SUPPLIED ENTRIES.

□ □ □ □ □

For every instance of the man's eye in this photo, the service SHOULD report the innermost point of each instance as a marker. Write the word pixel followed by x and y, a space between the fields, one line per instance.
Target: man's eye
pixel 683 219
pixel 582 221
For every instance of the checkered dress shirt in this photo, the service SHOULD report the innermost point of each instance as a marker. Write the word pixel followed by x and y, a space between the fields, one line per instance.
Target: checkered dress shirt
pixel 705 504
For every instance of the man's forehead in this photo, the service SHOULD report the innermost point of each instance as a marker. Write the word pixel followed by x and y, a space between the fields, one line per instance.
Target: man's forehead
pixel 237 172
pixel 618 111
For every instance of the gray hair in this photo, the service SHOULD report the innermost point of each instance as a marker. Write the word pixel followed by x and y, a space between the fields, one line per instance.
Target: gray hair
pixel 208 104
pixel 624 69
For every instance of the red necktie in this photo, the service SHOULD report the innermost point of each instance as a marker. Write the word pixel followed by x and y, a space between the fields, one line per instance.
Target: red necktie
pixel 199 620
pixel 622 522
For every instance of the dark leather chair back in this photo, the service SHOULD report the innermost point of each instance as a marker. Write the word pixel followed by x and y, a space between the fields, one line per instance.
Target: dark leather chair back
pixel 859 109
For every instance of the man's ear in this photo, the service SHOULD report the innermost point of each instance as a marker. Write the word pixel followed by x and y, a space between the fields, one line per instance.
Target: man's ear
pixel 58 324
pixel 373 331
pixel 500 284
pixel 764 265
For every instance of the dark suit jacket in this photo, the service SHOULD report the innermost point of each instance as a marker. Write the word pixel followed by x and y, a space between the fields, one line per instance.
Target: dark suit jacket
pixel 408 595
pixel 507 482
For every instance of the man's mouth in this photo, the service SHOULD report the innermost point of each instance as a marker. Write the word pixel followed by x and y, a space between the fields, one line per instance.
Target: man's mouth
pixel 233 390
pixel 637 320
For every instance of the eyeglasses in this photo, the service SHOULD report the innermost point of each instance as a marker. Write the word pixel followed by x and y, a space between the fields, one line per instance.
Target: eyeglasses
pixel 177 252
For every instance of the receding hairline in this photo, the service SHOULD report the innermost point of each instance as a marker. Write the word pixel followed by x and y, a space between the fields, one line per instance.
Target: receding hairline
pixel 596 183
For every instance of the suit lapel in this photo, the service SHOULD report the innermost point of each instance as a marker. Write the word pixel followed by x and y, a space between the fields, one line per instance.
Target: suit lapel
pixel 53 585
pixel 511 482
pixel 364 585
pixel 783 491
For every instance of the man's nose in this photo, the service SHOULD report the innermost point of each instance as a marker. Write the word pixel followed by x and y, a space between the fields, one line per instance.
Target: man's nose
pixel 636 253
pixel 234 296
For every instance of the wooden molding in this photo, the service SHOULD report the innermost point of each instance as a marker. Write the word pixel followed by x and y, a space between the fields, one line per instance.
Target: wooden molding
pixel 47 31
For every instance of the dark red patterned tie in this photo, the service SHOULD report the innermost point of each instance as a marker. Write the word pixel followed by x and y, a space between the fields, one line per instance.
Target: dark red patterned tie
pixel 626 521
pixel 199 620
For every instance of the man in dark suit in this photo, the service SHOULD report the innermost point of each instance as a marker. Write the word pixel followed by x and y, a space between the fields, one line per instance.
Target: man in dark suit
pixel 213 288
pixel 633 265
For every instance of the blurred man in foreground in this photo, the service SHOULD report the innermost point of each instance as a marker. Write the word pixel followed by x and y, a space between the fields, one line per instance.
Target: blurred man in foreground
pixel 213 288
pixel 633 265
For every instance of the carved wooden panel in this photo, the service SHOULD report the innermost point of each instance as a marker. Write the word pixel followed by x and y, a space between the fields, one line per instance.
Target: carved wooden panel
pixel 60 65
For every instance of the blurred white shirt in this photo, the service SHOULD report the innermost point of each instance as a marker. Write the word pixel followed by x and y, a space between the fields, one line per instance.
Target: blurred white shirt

□ □ □ □ □

INSTRUCTION.
Could you reproduce every record above exactly as it appears?

CORRECT RESULT.
For every instance of the man's eye in this photo, the service SHOULD report the innermost point of each instance as a marker. Write the word pixel followed by x and y, a space between the fields, one line per instance.
Target: man's eye
pixel 683 219
pixel 582 221
For every instance of the checkered dress shirt in this photo, the service SHOULD report the innermost point of each instance as a marker. Write the word pixel followed by x and y, a space between the fields, one line per instance.
Target: checkered dress shirt
pixel 705 504
For every instance of the man's forehead in this photo, the service SHOULD report the innermost point of each instance as a marker. Write the word pixel followed by x and y, a space between the fields, one line per instance.
Target: man's forehead
pixel 237 172
pixel 618 111
For every instance of the gray hair in this photo, the service SHOULD report the innermost point of each instance as a marker. Write the word pixel followed by x and y, a space between the fields, one line per instance.
Target: gray hair
pixel 208 104
pixel 624 69
For every instance of the red necktie in this photo, the service SHOULD report the innermost point of each instance as a marker. Write the word pixel followed by x and y, a space between the fields, one line per instance.
Target: red necktie
pixel 199 620
pixel 622 522
For every instance of the dark leather chair back in this photo, the service SHOULD report the innermost point of each instance as a marker. Write the word pixel followed by x and y, a space between the fields, one line per instance.
Target: dark leather chair back
pixel 859 109
For every instance of the man's ear in this photo, the service SHOULD report the innermost point of each instance as a marker. Write the word pixel followed by x and y, a space between the fields, one line per instance.
Target: man's ear
pixel 58 324
pixel 373 331
pixel 500 284
pixel 764 265
For every instance of the dark suit jacket in this photo, the service SHOULD report the innermost point of each instance as a marker. Write the word pixel followed by x and y, a space between the fields, one line per instance.
Target: dark suit jacket
pixel 408 595
pixel 507 482
For every instance of the man's mouth in this photo, the service SHOULD report the innermost point of each instance as a marker. Write the word pixel followed by x and y, a space between the fields, one line per instance.
Target: man's mouth
pixel 233 390
pixel 637 320
For every instance of the eyeglasses in this photo, the service SHOULD report the innermost point of each instance as a marker. Write the word pixel followed by x and y, a space between the fields, one line per instance.
Target: eyeglasses
pixel 177 252
For every instance of the receding hairline in this photo, the service SHOULD report the innermost point of each instance as a marker. Write the word pixel followed by x and y, a space between the fields, one line per instance.
Target: receding hairline
pixel 596 183
For every instance of the suit lapel in this photo, the service SHOULD report the innermost point of each instance as a marker. Write the word pixel followed by x and y, a space between the fields, one line per instance.
Target: suit lapel
pixel 53 585
pixel 511 482
pixel 364 585
pixel 783 491
For every instance of the man's nose in this photo, the service SHOULD report the innermost point of each instance as a marker. Write the word pixel followed by x and y, a space between the fields, one line per instance.
Target: man's nose
pixel 636 253
pixel 234 296
For every instance of the wooden molding in this photo, the service SHOULD report the innermost point of each instance as a marker. Write the word pixel followed by x and y, a space between the fields, one line per instance.
Target: wooden molding
pixel 47 31
For every instance of the dark red patterned tie in this photo, the service SHOULD report the innermost point of each instance as a marker. Write the word pixel followed by x and y, a space between the fields, one line per instance.
Target: dark red patterned tie
pixel 626 521
pixel 199 620
For every instance of the man in dark suit in this photo, the service SHOULD report the innermost point of each instance as a marker. Write the word pixel followed by x and y, a space between the fields, one line per instance.
Target: man in dark suit
pixel 213 288
pixel 633 265
For every instance of the blurred man in foreground in this photo, the service SHOULD report the innermost point of each instance as a marker. Write the word pixel followed by x and y, a space between the fields, one line per instance.
Target: blurred man in foreground
pixel 213 288
pixel 633 265
For every instance of the carved wooden panel in this photo, the service SHOULD report the innermost point of each instance as a marker. Write the word pixel followed by x and y, a space between the fields, one line per instance.
Target: carved wooden panel
pixel 60 65
For every instance of the blurred white shirt in this photo, the service SHOULD report the innermost point of each instance as a marker. Write the word pixel followed by x and y, a space between the fields, one line per instance.
Target: blurred white shirt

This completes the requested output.